Exercise
Can you give the lines below again with "overcast sky" renamed to "cloudy sky" and nothing else changed, leaving out the pictures?

Entries supplied

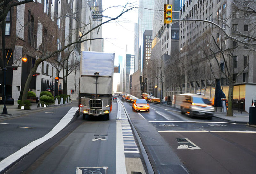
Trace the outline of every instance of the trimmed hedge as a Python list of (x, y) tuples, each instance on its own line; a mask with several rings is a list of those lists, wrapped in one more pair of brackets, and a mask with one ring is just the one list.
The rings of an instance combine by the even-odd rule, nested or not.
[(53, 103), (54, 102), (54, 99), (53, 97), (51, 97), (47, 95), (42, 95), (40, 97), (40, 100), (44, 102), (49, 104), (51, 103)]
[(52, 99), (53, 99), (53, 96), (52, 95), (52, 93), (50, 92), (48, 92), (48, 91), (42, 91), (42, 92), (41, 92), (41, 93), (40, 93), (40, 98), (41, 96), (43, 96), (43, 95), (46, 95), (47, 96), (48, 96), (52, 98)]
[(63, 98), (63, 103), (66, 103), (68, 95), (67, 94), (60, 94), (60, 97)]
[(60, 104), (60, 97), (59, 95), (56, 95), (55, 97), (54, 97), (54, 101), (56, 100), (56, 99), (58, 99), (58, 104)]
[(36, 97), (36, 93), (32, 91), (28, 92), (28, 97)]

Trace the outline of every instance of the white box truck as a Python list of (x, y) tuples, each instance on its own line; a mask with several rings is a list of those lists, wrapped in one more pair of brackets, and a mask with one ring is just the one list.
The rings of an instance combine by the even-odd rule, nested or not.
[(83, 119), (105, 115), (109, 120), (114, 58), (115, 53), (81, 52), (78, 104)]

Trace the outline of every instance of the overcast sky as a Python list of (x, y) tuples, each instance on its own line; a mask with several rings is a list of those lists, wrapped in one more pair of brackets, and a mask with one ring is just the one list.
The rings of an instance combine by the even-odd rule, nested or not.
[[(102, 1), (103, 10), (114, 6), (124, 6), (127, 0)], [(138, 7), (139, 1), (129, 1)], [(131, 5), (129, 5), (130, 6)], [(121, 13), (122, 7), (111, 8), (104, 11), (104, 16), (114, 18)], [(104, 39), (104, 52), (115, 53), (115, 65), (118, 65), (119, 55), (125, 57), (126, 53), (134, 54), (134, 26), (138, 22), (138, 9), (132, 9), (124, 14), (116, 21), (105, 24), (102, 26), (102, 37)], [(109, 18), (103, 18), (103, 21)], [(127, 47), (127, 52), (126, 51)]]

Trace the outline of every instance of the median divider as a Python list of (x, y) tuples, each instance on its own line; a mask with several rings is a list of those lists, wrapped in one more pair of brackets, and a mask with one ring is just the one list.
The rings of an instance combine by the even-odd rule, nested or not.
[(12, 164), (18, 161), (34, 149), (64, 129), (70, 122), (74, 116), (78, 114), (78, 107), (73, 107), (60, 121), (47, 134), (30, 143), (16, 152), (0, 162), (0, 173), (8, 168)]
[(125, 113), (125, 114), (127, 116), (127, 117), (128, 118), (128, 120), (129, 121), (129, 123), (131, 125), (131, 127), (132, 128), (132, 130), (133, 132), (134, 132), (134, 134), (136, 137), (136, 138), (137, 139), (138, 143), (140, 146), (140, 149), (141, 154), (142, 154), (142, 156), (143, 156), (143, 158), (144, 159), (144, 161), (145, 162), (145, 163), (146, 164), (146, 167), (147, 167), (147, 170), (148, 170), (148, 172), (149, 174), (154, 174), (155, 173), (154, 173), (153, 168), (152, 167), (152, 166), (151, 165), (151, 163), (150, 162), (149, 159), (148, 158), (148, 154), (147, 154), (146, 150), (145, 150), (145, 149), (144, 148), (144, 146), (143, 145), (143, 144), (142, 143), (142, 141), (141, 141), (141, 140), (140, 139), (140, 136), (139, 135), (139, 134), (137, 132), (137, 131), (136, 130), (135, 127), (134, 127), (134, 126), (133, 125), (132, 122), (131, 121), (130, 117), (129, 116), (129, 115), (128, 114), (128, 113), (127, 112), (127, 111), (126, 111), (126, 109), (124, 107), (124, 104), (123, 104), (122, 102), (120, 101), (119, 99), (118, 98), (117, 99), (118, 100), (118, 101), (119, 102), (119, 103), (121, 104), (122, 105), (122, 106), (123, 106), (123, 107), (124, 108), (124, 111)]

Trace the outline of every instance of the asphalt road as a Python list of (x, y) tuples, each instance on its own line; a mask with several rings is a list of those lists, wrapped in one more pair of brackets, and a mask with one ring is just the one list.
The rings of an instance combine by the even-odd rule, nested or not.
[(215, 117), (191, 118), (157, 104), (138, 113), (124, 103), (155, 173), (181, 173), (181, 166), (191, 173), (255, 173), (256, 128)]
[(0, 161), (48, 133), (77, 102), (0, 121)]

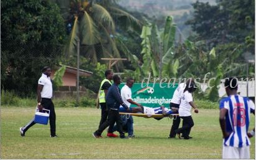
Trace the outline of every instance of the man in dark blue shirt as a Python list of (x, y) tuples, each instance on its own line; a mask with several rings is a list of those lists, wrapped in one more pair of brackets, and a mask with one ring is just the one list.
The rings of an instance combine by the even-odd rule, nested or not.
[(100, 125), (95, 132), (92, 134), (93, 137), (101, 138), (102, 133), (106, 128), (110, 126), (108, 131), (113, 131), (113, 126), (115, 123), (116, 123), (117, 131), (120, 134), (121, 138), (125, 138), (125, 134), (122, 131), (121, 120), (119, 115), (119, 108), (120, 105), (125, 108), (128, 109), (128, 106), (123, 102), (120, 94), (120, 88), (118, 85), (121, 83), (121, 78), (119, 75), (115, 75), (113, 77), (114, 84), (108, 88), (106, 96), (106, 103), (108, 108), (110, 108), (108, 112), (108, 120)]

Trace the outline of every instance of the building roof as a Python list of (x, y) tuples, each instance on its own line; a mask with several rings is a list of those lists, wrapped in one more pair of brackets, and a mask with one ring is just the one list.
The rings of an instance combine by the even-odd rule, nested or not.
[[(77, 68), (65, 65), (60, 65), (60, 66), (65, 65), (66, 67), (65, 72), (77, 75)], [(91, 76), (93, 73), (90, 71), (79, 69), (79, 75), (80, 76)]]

Exercise answer
Trace the outline of every instance of the trimmed hedge as a Python list of (x, y) tuples, each instance on its own line; a mask with several rings is a list of those lists, wrapped in one more pair of brackets, and a mask with one ring is just the one list.
The rings of an instance combine by the even-odd rule, nested or not.
[(53, 103), (54, 102), (54, 99), (53, 97), (51, 97), (47, 95), (42, 95), (40, 97), (40, 100), (44, 102), (49, 104), (51, 103)]
[(52, 99), (53, 99), (53, 96), (52, 95), (52, 93), (50, 92), (48, 92), (48, 91), (42, 91), (42, 92), (41, 92), (41, 93), (40, 93), (40, 98), (41, 96), (43, 96), (43, 95), (46, 95), (47, 96), (48, 96), (52, 98)]
[(63, 98), (63, 103), (66, 103), (68, 95), (67, 94), (60, 94), (60, 97)]
[(60, 104), (60, 97), (59, 95), (56, 95), (55, 97), (54, 97), (54, 101), (56, 100), (56, 99), (58, 99), (58, 104)]
[(36, 97), (36, 93), (32, 91), (28, 92), (28, 97)]

Trace the outline of every instance of the white box truck as a Python list of (x, y) tuples, each instance on its own line; a mask with several rings is a list of those lists, wrapped in one more pair of brackets, and a mask with one ring is just the one list.
The rings of an instance combine by the even-odd rule, nested or not.
[(83, 119), (105, 115), (109, 120), (114, 58), (115, 53), (81, 52), (78, 104)]

Trace the outline of every instance of the cloudy sky as a Python list of (x, y) tuples, each instance on its own line; a mask with several rings is a list of those lists, wrapped in one more pair of brackets, and a mask with one ring is just the one list.
The rings of an instance combine by the even-odd rule, nested or not.
[[(102, 1), (103, 10), (114, 6), (124, 6), (127, 0)], [(138, 7), (139, 1), (129, 1)], [(131, 5), (129, 5), (130, 6)], [(121, 13), (122, 7), (111, 8), (104, 11), (104, 16), (114, 18)], [(104, 39), (104, 52), (115, 53), (115, 65), (118, 65), (119, 55), (125, 57), (126, 53), (134, 54), (134, 26), (138, 22), (138, 9), (132, 9), (124, 14), (116, 21), (105, 24), (102, 26), (102, 37)], [(109, 18), (103, 18), (103, 21)], [(127, 47), (127, 52), (126, 51)]]

Trace the outline of every instance of the median divider as a Python list of (x, y) tuples, each instance on its own line; a mask with several rings is a list of those lists, wrapped in one more pair of brackets, and a mask with one ring is just the one list.
The rings of an instance combine by the even-odd rule, nested or not.
[(12, 164), (18, 161), (34, 149), (64, 129), (70, 122), (74, 116), (78, 114), (78, 107), (73, 107), (60, 121), (47, 134), (30, 143), (16, 152), (0, 162), (0, 173), (8, 168)]
[(125, 113), (125, 114), (127, 116), (127, 117), (128, 118), (128, 120), (129, 121), (129, 123), (131, 125), (131, 127), (132, 128), (132, 130), (133, 132), (134, 132), (134, 134), (136, 137), (136, 138), (137, 139), (138, 143), (140, 146), (140, 149), (141, 154), (142, 154), (142, 156), (143, 156), (143, 158), (144, 159), (144, 161), (145, 162), (145, 163), (146, 164), (146, 167), (147, 167), (147, 170), (148, 170), (148, 172), (149, 174), (154, 174), (155, 173), (154, 173), (153, 168), (152, 167), (152, 166), (151, 165), (151, 163), (150, 162), (149, 159), (148, 158), (148, 154), (147, 154), (146, 150), (145, 150), (145, 149), (144, 148), (144, 146), (143, 145), (143, 144), (142, 143), (142, 141), (141, 141), (141, 140), (140, 139), (140, 136), (139, 135), (139, 134), (137, 132), (137, 131), (136, 130), (135, 127), (134, 127), (134, 126), (133, 125), (132, 122), (131, 121), (130, 117), (129, 116), (129, 115), (128, 114), (128, 113), (127, 112), (127, 111), (126, 111), (126, 109), (124, 107), (124, 104), (123, 104), (122, 102), (120, 101), (119, 99), (118, 98), (117, 99), (118, 100), (118, 101), (119, 102), (119, 103), (121, 104), (122, 105), (122, 106), (123, 106), (123, 107), (124, 108), (124, 111)]

Trace the outline of every instance of the asphalt road as a Python list of (x, y) tuples, each instance on its own line; a mask with several rings is a list of those lists, wrapped in one more pair of brackets, and a mask with one ring is just the one list.
The rings of an instance combine by the even-odd rule, nested or not.
[(215, 117), (191, 118), (157, 104), (138, 113), (124, 103), (155, 173), (181, 173), (181, 166), (191, 173), (255, 173), (256, 128)]
[(0, 161), (48, 133), (77, 102), (0, 121)]

Trace the outline of every instance of the man in dark blue shirt as a Python list of (x, y) tuples, each instance on its own line; a mask with several rings is a list of those lists, wrapped in one more pair of brackets, and a mask with one ring is just the one list.
The rings of an instance combine by the even-odd rule, nested or not.
[(100, 125), (95, 132), (92, 134), (93, 137), (101, 138), (102, 133), (106, 128), (110, 126), (108, 131), (113, 131), (113, 126), (115, 123), (116, 123), (117, 131), (120, 134), (121, 138), (125, 138), (125, 134), (122, 131), (121, 120), (119, 115), (119, 108), (120, 105), (125, 108), (128, 109), (128, 106), (123, 102), (120, 94), (120, 88), (118, 85), (121, 83), (121, 78), (119, 75), (115, 75), (113, 77), (114, 84), (108, 88), (106, 96), (106, 103), (108, 108), (110, 108), (108, 112), (108, 120)]

Trace the outline of every instance of the building roof as a Python list of (x, y) tuples, each instance on its own line; a mask with several rings is a list of those lists, wrapped in one more pair of brackets, and a mask with one ring is just the one list.
The rings of an instance combine by the even-odd rule, nested or not.
[[(77, 68), (65, 65), (60, 65), (60, 66), (65, 65), (66, 67), (65, 72), (77, 75)], [(91, 76), (93, 73), (90, 71), (79, 69), (79, 75), (80, 76)]]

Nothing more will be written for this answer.